• _Instruction_:
From the first entry to the last, copy each one exactly.

• _Material for this task_:
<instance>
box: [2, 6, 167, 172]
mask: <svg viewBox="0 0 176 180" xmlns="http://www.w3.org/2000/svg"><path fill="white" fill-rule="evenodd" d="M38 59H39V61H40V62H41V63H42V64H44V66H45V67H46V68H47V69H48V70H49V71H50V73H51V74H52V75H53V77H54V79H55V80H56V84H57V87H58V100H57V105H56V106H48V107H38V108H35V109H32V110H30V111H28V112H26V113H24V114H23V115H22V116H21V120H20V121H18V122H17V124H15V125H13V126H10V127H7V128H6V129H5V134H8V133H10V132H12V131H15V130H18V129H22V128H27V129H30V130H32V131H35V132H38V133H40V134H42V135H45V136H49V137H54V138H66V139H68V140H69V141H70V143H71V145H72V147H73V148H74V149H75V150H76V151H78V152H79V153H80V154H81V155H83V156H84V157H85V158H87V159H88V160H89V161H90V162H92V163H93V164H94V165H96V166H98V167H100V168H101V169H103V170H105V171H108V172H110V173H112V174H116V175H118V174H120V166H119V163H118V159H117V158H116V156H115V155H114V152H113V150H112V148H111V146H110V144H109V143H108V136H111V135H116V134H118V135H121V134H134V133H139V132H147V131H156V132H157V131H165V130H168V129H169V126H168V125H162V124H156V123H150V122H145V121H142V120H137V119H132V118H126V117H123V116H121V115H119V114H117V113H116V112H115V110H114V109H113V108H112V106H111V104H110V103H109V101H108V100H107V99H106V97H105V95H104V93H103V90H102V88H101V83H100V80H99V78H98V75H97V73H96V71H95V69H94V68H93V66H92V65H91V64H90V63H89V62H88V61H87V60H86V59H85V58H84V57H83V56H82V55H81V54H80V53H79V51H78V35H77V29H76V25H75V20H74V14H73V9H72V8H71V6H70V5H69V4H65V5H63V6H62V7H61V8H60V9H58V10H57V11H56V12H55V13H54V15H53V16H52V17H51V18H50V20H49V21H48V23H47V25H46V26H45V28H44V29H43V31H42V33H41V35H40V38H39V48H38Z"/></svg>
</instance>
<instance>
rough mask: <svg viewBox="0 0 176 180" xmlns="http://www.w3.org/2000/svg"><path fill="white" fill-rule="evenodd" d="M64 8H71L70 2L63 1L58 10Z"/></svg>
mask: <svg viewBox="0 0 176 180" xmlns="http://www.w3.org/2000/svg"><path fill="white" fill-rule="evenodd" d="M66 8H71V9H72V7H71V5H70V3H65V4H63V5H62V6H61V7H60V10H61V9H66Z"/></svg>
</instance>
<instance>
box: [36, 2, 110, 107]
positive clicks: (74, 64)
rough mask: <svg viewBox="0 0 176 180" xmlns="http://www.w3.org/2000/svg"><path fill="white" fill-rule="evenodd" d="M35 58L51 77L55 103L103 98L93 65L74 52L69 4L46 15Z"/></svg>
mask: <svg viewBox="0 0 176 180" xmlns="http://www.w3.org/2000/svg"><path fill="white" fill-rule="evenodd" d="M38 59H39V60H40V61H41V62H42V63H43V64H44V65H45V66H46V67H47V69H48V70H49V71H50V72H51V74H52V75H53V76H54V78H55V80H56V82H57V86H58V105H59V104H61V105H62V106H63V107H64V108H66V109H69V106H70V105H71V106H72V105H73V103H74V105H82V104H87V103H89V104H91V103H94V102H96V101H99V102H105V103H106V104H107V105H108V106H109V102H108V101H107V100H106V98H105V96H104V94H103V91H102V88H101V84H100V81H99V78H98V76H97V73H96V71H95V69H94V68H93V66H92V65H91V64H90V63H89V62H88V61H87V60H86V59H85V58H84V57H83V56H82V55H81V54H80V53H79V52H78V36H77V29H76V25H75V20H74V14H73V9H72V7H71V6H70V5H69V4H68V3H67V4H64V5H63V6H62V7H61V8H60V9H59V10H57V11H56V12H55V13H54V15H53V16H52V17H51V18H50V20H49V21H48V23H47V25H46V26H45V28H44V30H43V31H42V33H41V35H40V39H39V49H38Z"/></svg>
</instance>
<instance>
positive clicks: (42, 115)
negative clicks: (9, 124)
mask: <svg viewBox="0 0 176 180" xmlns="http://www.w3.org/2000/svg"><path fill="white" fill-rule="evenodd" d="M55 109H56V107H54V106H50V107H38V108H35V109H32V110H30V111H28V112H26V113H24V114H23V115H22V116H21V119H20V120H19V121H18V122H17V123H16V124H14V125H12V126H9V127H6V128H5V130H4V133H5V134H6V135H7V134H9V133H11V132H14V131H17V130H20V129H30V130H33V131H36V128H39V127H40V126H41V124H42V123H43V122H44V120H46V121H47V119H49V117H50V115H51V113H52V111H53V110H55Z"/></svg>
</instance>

• _Task solution_:
<instance>
box: [2, 6, 167, 172]
mask: <svg viewBox="0 0 176 180" xmlns="http://www.w3.org/2000/svg"><path fill="white" fill-rule="evenodd" d="M38 59H39V61H40V62H41V63H42V64H44V66H45V67H46V68H47V69H48V70H49V71H50V73H51V74H52V75H53V77H54V79H55V80H56V84H57V87H58V100H57V105H56V106H48V107H38V108H35V109H32V110H30V111H28V112H26V113H24V114H23V115H22V116H21V120H20V121H18V122H17V124H15V125H13V126H10V127H7V128H6V129H5V134H8V133H10V132H12V131H15V130H18V129H22V128H27V129H30V130H32V131H35V132H38V133H40V134H42V135H45V136H49V137H54V138H66V139H68V140H69V141H70V143H71V145H72V147H73V148H74V149H75V150H76V151H78V152H79V153H80V154H81V155H83V156H84V157H85V158H87V159H88V160H89V161H90V162H92V163H93V164H94V165H96V166H98V167H100V168H101V169H103V170H105V171H108V172H110V173H112V174H116V175H118V174H120V166H119V163H118V159H117V158H116V156H115V155H114V152H113V150H112V148H111V146H110V144H109V143H108V136H111V135H116V134H118V135H121V134H134V133H139V132H147V131H156V132H157V131H165V130H168V129H169V126H168V125H162V124H156V123H150V122H145V121H142V120H137V119H132V118H126V117H123V116H121V115H119V114H117V113H116V112H115V110H114V109H113V108H112V106H111V104H110V103H109V101H108V100H107V99H106V97H105V95H104V93H103V90H102V88H101V83H100V80H99V78H98V75H97V73H96V71H95V69H94V68H93V66H92V65H91V64H90V63H89V62H88V61H87V60H86V59H85V58H84V57H83V56H82V55H81V54H80V53H79V51H78V35H77V29H76V25H75V20H74V14H73V9H72V8H71V6H70V5H69V4H65V5H63V6H62V7H61V8H60V9H58V10H57V11H56V12H55V13H54V15H53V16H52V17H51V18H50V20H49V21H48V23H47V25H46V26H45V28H44V29H43V31H42V33H41V35H40V38H39V48H38Z"/></svg>
</instance>
<instance>
rough mask: <svg viewBox="0 0 176 180" xmlns="http://www.w3.org/2000/svg"><path fill="white" fill-rule="evenodd" d="M64 8H71L70 2L63 1L58 10Z"/></svg>
mask: <svg viewBox="0 0 176 180" xmlns="http://www.w3.org/2000/svg"><path fill="white" fill-rule="evenodd" d="M66 8H71V9H72V7H71V5H70V3H65V4H63V5H62V6H61V7H60V10H61V9H66Z"/></svg>
</instance>
<instance>
box: [36, 2, 110, 107]
positive clicks: (74, 64)
rough mask: <svg viewBox="0 0 176 180" xmlns="http://www.w3.org/2000/svg"><path fill="white" fill-rule="evenodd" d="M35 58L51 77L55 103L103 98L93 65L74 52L69 4L46 15Z"/></svg>
mask: <svg viewBox="0 0 176 180" xmlns="http://www.w3.org/2000/svg"><path fill="white" fill-rule="evenodd" d="M38 59H39V60H40V61H41V62H42V63H43V64H44V65H45V66H46V67H47V69H48V70H49V71H50V72H51V74H52V75H53V76H54V78H55V80H56V82H57V86H58V105H59V104H61V105H62V106H63V107H64V108H66V109H69V106H70V105H71V106H72V105H73V103H74V105H82V104H87V103H89V104H91V103H94V102H96V101H99V102H105V103H106V104H107V105H108V106H109V102H108V101H107V100H106V98H105V96H104V94H103V91H102V88H101V84H100V81H99V78H98V76H97V73H96V71H95V69H94V68H93V66H92V65H91V64H90V63H89V62H88V61H87V60H86V59H85V58H84V57H83V56H82V55H81V54H80V53H79V52H78V36H77V29H76V25H75V20H74V14H73V9H72V7H71V6H70V5H69V4H68V3H67V4H64V5H63V6H62V7H61V8H60V9H59V10H57V11H56V12H55V13H54V15H53V16H52V17H51V18H50V20H49V21H48V23H47V25H46V26H45V28H44V30H43V31H42V33H41V35H40V39H39V49H38Z"/></svg>
</instance>
<instance>
positive clicks: (42, 115)
negative clicks: (9, 124)
mask: <svg viewBox="0 0 176 180" xmlns="http://www.w3.org/2000/svg"><path fill="white" fill-rule="evenodd" d="M55 109H56V107H54V106H50V107H38V108H35V109H32V110H30V111H28V112H26V113H24V114H23V115H22V116H21V119H20V120H19V121H18V122H17V123H16V124H14V125H12V126H9V127H6V128H5V130H4V133H5V134H6V135H7V134H9V133H11V132H14V131H17V130H20V129H30V130H33V131H36V128H39V127H40V126H41V124H42V123H43V122H44V120H46V121H47V119H49V117H50V115H51V113H52V111H53V110H55Z"/></svg>
</instance>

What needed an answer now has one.